* 課題:
EOS R1についての本文のうち、「これは、読み出し速度を速める」から「へのニーズは高くありません。」までのすべてを、「テレビ」を「モニター」に置き換えて書き出すこと。

┌─ ページ本文

これは、読み出し速度を速めるという目的もありますが、もう一つ動画撮影時の発熱を抑えるという目的もありそうです。今、動画撮影の主流である4K撮影をする場合、必要な画素数は800万画素なので、十分な画素数です。

今後8Kが主流となった場合には3000万画素以上が必要となりますが、現状テレビなどでもようやく4K放送が広まりつつある状態なので、実用的には8K動画へのニーズは高くありません。

それよりも、一眼動画撮影では、発熱による撮影時間制限が大きな問題であり、EOS R1はイメージセンサーの画素数を抑え、さらにR1の大きなボディを活かして、グラファイトやアルミなどで熱を外に逃がす適切な排熱デザインがされています。それによって、EOS R1は4K60pの標準画質であれば120分以上という十分な撮影時間を確保しています。

また、歴代の「1」としては初めて背面液晶にバリアングル液晶を採用するなど、従来の「1」よりも、より動画撮影を意識した設計となっています。

ユーザーレビュー

■ ポジティブレビュー

  • メカシャッターと同じシンクロ速度が出せているのはすごい
  • 動画撮影中に同時に静止画撮影できるというのは便利
  • 個人的にはR3とは全く違うカメラで流石フラッグシップモデルと感じる
  • 登録人物優先AFはオリンピックなどでは最強のカメラとなりそう
  • クロスAFは茂みの中の鳥撮影では優れた武器になりそう

やはりAFの進化に高評価が集まっていて、報道カメラのプロスペックは価格的にも十分価値あるカメラと言えそうです。

└─
┌─ 提供データ

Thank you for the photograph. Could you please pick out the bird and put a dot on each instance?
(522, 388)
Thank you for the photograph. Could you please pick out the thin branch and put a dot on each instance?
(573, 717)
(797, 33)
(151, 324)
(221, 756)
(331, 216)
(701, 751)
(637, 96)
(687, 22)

└─

* 回答:
これは、読み出し速度を速めるという目的もありますが、もう一つ動画撮影時の発熱を抑えるという目的もありそうです。今、動画撮影の主流である4K撮影をする場合、必要な画素数は800万画素なので、十分な画素数です。

今後8Kが主流となった場合には3000万画素以上が必要となりますが、現状モニターなどでもようやく4K放送が広まりつつある状態なので、実用的には8K動画へのニーズは高くありません。